## INPUT FOR THIS TASK
+===+
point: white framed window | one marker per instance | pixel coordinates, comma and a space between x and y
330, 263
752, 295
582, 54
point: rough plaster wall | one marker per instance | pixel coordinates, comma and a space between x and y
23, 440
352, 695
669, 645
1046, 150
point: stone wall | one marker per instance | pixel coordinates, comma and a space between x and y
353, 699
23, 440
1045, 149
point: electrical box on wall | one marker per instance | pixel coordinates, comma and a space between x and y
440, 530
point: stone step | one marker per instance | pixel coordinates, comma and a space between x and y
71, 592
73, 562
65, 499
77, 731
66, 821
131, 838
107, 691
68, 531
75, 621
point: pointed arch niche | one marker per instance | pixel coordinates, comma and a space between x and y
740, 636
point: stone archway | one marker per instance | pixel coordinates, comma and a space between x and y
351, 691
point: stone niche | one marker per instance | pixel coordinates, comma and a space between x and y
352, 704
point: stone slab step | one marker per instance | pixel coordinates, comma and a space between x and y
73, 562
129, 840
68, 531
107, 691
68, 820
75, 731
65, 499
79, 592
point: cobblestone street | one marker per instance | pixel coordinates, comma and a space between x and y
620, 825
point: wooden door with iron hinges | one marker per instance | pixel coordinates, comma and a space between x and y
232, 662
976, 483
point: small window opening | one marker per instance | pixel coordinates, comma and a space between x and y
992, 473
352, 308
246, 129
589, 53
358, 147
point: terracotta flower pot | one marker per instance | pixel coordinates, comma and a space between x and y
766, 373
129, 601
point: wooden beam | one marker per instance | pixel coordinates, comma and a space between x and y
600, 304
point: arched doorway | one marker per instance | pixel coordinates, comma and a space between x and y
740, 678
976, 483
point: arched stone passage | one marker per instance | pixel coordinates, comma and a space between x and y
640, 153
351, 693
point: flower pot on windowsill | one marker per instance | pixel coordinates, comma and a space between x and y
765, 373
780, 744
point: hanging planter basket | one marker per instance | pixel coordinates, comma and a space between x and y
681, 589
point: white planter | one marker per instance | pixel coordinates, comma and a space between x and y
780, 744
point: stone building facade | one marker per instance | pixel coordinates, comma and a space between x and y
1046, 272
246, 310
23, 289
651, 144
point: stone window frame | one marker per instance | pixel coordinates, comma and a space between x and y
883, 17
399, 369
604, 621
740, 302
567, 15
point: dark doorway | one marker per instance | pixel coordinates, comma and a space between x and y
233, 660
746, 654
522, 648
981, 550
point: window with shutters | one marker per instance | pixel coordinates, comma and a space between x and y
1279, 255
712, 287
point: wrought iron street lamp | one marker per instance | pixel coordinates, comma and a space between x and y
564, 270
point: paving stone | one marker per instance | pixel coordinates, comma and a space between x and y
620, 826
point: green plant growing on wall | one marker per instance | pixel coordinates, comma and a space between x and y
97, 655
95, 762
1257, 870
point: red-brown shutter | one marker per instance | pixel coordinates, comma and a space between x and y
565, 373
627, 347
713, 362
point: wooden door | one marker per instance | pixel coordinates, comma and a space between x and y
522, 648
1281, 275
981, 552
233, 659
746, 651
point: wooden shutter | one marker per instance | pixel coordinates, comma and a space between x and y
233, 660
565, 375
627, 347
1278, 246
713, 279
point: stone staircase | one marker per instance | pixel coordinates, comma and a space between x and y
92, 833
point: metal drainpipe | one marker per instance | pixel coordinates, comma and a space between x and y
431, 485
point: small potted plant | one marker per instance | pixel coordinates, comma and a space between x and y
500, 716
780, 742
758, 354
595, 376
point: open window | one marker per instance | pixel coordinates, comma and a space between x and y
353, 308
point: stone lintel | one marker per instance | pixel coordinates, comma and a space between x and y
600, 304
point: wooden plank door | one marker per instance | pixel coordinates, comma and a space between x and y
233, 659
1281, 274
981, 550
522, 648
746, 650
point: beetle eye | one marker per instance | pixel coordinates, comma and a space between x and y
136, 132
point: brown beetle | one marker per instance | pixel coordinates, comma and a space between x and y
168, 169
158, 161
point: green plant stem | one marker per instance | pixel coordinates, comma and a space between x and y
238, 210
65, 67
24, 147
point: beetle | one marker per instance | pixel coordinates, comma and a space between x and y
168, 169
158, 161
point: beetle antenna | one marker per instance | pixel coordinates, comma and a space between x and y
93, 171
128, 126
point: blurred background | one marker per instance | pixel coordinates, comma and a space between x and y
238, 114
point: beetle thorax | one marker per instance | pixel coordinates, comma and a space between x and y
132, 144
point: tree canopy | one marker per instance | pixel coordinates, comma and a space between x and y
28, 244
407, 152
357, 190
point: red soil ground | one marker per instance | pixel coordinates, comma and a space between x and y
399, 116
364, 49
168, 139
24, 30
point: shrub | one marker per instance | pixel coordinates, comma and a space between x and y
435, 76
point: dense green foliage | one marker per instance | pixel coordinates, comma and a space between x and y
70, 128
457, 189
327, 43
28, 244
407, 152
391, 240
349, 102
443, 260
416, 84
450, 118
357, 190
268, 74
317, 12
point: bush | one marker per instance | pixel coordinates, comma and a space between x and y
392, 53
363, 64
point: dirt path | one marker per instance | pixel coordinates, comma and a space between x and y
+===+
Quote all of the entries exactly as they appear.

## FULL SOLUTION
point: white framed window | one marker per instance | pixel coordinates, comma and a space between x and y
330, 263
752, 295
582, 54
point: rough plaster wall | one marker per instance | pixel coordinates, comma and a space between x and y
23, 440
352, 695
669, 645
1046, 150
point: stone wall | one marker per instance | pixel coordinates, comma and a space between x and y
353, 699
23, 440
1045, 149
point: electrical box on wall | one marker per instance | pixel coordinates, comma and a space between x and y
440, 530
point: stone step | one marker per instance | pixel coordinates, comma and a space between x and y
71, 592
73, 562
65, 499
77, 731
66, 821
131, 838
107, 691
68, 531
75, 621
point: pointed arch niche | one marker per instance | pixel coordinates, comma and a space between x and y
740, 636
point: stone archway | one marker per instance | pixel coordinates, comma and a space between x and y
351, 691
point: stone niche | one marker per instance | pixel coordinates, comma and a space between x and y
352, 704
point: stone slab step | one marker per instance | pixel coordinates, comma and a space between x and y
73, 562
129, 840
68, 531
107, 691
68, 820
75, 731
65, 499
79, 592
point: cobblestone street | one marker per instance | pixel coordinates, comma and a space between x and y
620, 825
point: wooden door with iron hinges | one marker per instance | pixel coordinates, comma and a space between x and y
232, 662
976, 483
point: small window opening | one marker per instance | pixel coordinates, comma and a space between x and y
992, 473
352, 308
246, 129
589, 53
358, 147
point: terracotta flower pot | one marker per instance | pixel coordinates, comma and a space between x and y
766, 373
129, 601
point: wooden beam | one marker per instance | pixel coordinates, comma and a space between x and y
600, 304
point: arched doorway | one marker per instance | pixel coordinates, comma and a space between x and y
740, 678
976, 483
point: arched stone passage | one marker per instance | pixel coordinates, comma and a space between x and y
640, 153
351, 693
point: flower pot on windowsill | one marker per instance | pixel coordinates, comma and a space between x and y
765, 373
780, 744
point: hanging planter basket | one marker per instance | pixel coordinates, comma and a space between x and y
681, 589
point: white planter | one marker per instance | pixel coordinates, comma and a space between x and y
780, 744
point: stone building facade | one marker per instance | pixel coordinates, comma and a space between x and y
1046, 272
246, 310
23, 289
651, 144
point: stone window frame | one marker per instance | pixel coordinates, comma and a space between x and y
883, 17
399, 369
604, 621
740, 302
567, 15
point: dark doorway | one marker per instance | pixel coordinates, comma and a space between x and y
233, 660
746, 654
522, 648
981, 550
point: window with shutters | one marker per instance | pixel coordinates, comma and a space between x and y
1279, 255
712, 287
point: wrought iron street lamp | one marker per instance | pixel coordinates, comma and a space between x and y
564, 270
point: paving stone | one marker per instance | pixel coordinates, comma and a space between x and y
620, 826
point: green plant growing on wall | one marker per instance | pixel coordinates, comma and a space between x and y
97, 655
95, 762
1257, 870
point: red-brown shutter | one marker per instance | pixel coordinates, comma and a space between x and y
565, 373
627, 347
713, 362
point: wooden door | one marker per instance | pixel coordinates, comma and a space between x and y
522, 648
1281, 275
981, 552
233, 659
746, 651
point: wooden shutter | one marker per instance | pixel coordinates, comma and a space between x and y
233, 660
565, 375
627, 347
1278, 246
713, 279
point: stone staircase | one marker per instance | pixel coordinates, comma and a space between x and y
92, 833
point: metal drainpipe | one marker per instance | pixel coordinates, comma and a space between x and y
431, 485
point: small potted plant | one marker per instance | pixel coordinates, comma and a space between x and y
500, 716
780, 742
758, 354
595, 376
point: open window | one marker per instance | pixel coordinates, comma and a space between x and y
353, 308
point: stone lintel | one marker per instance | pixel coordinates, comma and a space between x and y
600, 304
point: wooden plank door | one marker per instance | pixel coordinates, comma and a space between x and y
233, 659
1281, 274
981, 550
522, 648
746, 650
point: beetle eye | one marker per instance | pixel coordinates, comma and a space between x and y
136, 132
point: brown beetle | one marker per instance | pixel coordinates, comma and a space between x and y
168, 169
158, 161
point: green plant stem | one marker per instance | pixel coordinates, comma and a space between x and y
238, 210
65, 67
24, 147
point: beetle | one marker per instance | pixel coordinates, comma and a space between x and y
168, 169
158, 161
point: beetle antenna | one marker per instance | pixel coordinates, comma and a space between x and y
93, 171
128, 126
point: blurred background | one marker per instance | pixel coordinates, comma and a space between x and y
238, 114
point: beetle thorax | one marker per instance | pixel coordinates, comma and a space between x and y
132, 144
point: tree canopy | one marker per instance | pixel coordinates, comma and a space between x and y
28, 244
407, 152
357, 190
point: red soil ground | one marker per instance | pixel coordinates, comma and a space between x and y
399, 116
364, 49
168, 139
24, 30
point: shrub | one marker per instance | pixel coordinates, comma and a space between x and y
435, 76
point: dense green foliage | one marker per instance | pixel coordinates, comma and a space between x and y
70, 128
457, 189
327, 43
28, 244
407, 152
391, 240
349, 102
443, 260
416, 84
450, 118
357, 190
268, 74
317, 12
point: bush | one marker per instance | pixel coordinates, comma and a space between x and y
392, 53
363, 64
point: dirt path | one marker per instance | pixel coordinates, comma and a space between x and y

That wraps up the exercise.